### Work item A
Answer these questions about the text on the environmental movement in Israel.
(i) What kinds of arguments does the scant opposition to land grabs and settlement building often cling to?
(ii) Which gas field is named?
(iii) Which city is described as plagued by pollution and disease?
### Work item B
Copy the stretch of the text on the environmental movement in Israel from "We must look" through "Jerusalem, and Gaza.", keeping every word unchanged.

### Text under study
--- --- ---
The environmental movement in Israel has traditionally remained silent on these foundational issues, preferring to remain neutral rather than pose a threat to the Zionist enterprise and its political-economic regime. Instead, the environmental movement has preferred to try and please everyone, while hardly ever straying from what is considered the political mainstream. Even the scant opposition to land grabs and settlement building will often cling to arguments rooted in planning and ecological practices, but never the rights of the Palestinians whose land has been plundered.

We must look this reality in the eye and understand that the ecological crisis we are in is in fact a political, economic, and social crisis. This is true not only inside the Green Line — in Haifa, which is plagued by pollution and disease; in the Hefer Valley, right across from the Leviathan gas field; in impoverished south Tel Aviv; and in the government’s alliances with gas and oil corporations. It is also true in the South Hebron Hills and the West Bank in general, East Jerusalem, and Gaza.
--- --- ---
Stored data entries

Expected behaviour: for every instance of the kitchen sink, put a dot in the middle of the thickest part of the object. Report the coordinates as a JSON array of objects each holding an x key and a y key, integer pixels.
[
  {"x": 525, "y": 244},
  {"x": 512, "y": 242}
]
--- --- ---
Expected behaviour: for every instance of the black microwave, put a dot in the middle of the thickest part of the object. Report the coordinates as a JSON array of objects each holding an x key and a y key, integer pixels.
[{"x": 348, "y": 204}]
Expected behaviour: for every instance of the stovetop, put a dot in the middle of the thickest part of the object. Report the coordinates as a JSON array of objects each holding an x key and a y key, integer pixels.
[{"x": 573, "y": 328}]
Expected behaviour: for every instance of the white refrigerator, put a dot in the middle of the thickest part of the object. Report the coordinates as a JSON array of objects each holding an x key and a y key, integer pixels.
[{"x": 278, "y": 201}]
--- --- ---
### Exercise solution A
(i) Arguments rooted in planning and ecological practices
(ii) The Leviathan gas field
(iii) Haifa

### Exercise solution B
We must look this reality in the eye and understand that the ecological crisis we are in is in fact a political, economic, and social crisis. This is true not only inside the Green Line — in Haifa, which is plagued by pollution and disease; in the Hefer Valley, right across from the Leviathan gas field; in impoverished south Tel Aviv; and in the government’s alliances with gas and oil corporations. It is also true in the South Hebron Hills and the West Bank in general, East Jerusalem, and Gaza.